- ACTIVITY -
Set down every record once more, exactly as given.

- DATASET -
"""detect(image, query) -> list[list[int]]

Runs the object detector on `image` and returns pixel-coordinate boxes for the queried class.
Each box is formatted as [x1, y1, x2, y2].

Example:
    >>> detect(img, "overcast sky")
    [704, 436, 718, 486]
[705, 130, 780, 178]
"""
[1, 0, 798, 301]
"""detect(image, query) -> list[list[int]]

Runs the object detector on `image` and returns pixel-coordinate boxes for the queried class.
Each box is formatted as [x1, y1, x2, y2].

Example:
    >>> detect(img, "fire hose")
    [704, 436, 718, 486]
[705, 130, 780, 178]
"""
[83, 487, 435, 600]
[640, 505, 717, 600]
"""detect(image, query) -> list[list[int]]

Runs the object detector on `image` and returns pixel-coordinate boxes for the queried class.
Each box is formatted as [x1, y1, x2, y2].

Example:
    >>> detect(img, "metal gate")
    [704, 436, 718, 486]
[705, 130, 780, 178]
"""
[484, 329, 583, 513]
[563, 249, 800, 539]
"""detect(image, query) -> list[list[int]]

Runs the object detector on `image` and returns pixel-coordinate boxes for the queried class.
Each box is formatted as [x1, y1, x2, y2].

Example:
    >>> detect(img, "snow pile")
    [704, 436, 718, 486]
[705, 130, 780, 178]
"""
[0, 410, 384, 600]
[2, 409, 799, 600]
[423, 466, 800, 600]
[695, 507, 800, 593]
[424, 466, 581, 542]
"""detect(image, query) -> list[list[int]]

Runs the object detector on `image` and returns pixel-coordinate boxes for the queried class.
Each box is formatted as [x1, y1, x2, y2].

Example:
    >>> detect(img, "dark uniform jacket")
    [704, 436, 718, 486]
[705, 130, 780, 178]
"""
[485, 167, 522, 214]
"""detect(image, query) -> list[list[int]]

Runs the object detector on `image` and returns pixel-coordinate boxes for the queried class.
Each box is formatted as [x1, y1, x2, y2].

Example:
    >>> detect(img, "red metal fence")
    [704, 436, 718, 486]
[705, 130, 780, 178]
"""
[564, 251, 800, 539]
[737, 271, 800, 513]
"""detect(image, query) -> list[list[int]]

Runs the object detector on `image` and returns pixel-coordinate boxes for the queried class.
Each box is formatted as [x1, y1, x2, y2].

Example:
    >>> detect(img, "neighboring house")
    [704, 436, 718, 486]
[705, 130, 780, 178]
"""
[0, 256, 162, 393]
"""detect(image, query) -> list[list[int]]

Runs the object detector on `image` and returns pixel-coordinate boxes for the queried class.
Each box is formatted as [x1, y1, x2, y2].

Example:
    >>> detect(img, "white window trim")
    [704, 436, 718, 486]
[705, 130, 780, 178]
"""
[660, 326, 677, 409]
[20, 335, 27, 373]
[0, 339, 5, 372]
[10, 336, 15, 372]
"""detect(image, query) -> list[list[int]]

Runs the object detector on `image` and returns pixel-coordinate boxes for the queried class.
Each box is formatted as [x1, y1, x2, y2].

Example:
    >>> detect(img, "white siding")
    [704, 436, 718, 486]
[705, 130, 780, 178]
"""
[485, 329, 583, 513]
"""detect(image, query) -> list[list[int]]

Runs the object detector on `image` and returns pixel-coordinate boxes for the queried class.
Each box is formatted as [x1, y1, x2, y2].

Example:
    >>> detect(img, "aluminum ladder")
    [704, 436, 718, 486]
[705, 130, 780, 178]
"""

- OUTPUT OF THE TASK -
"""detect(image, query) -> list[list[int]]

Runs the object detector on `image` and returns pixel-coordinate boxes for the queried class.
Each box is formatted as [x1, y1, x2, y2].

Example:
    >>> detect(img, "overcast sky")
    [704, 436, 718, 486]
[705, 130, 780, 178]
"""
[1, 0, 798, 301]
"""detect(image, query) -> list[list[int]]

Runs the object detector on `image` and returns pixel-coordinate boxes for the queried class.
Each box is formatted as [x1, y1, x2, y2].

Example:
    >>> detect(img, "fire hose")
    [704, 436, 718, 486]
[705, 130, 780, 178]
"""
[83, 487, 435, 600]
[640, 505, 717, 600]
"""detect(image, query) -> list[list[int]]

Runs the object detector on `image` and returns pixel-coordinate boxes for the queried class.
Each box is formatted as [x1, y1, x2, y2].

Example:
    >>> detect(img, "metal gate")
    [704, 436, 718, 486]
[705, 130, 780, 178]
"""
[484, 329, 583, 513]
[563, 249, 800, 539]
"""detect(image, query) -> list[list[int]]

Runs the object detector on `image` and returns pixel-coordinate boxes for the queried class.
Each box is formatted as [x1, y1, x2, y2].

Example:
    >>> detect(img, "snow pile")
    [704, 436, 718, 486]
[705, 130, 780, 178]
"""
[0, 410, 384, 600]
[2, 409, 799, 600]
[423, 466, 800, 600]
[695, 507, 800, 593]
[424, 466, 581, 542]
"""detect(image, query) -> list[list[int]]

Runs the object detector on `image` and returns pixel-coordinate boxes for the queried class.
Each box is formatted as [x1, y1, x2, y2].

Example:
    >>> detect(img, "dark uniform jacket")
    [704, 436, 718, 486]
[705, 130, 780, 178]
"""
[485, 167, 522, 214]
"""detect(image, query) -> list[list[int]]

Runs the object detector on `image` and returns pixel-coordinate boxes for the queried class.
Each box is formatted as [x1, y1, x2, y2].

Example:
    >>> detect(img, "red metal fence")
    [704, 436, 718, 486]
[705, 130, 780, 178]
"""
[564, 251, 800, 539]
[737, 271, 800, 513]
"""detect(image, query) -> list[list[int]]

Runs the object detector on `image` and returns pixel-coordinate boxes for the queried class.
Each box is formatted as [x1, y1, x2, y2].

Example:
    >>> detect(img, "neighboring house")
    [704, 436, 718, 486]
[705, 130, 780, 178]
"""
[0, 256, 162, 393]
"""detect(image, query) -> list[list[int]]

Runs the object detector on `image` and returns pixel-coordinate boxes for the queried class.
Each box is formatted as [x1, y1, x2, y2].

Example:
    >>> detect(img, "white window trim")
    [704, 436, 718, 486]
[705, 130, 780, 178]
"""
[660, 326, 677, 409]
[20, 335, 27, 373]
[0, 339, 5, 372]
[10, 336, 15, 372]
"""detect(image, query) -> list[list[int]]

Runs the object detector on `image` and returns pixel-coordinate boxes for the queried class.
Each box is formatted as [x1, y1, x2, y2].

Example:
    >>> detect(img, "white siding")
    [704, 436, 718, 486]
[705, 130, 780, 178]
"""
[485, 329, 583, 513]
"""detect(image, query) -> list[list[int]]

Runs the object detector on `image` and returns pixel-coordinate boxes for the queried class.
Each box is formatted as [x1, y1, x2, y2].

Example:
    >>> detect(img, "aluminum ladder")
    [704, 436, 718, 486]
[705, 130, 780, 178]
"""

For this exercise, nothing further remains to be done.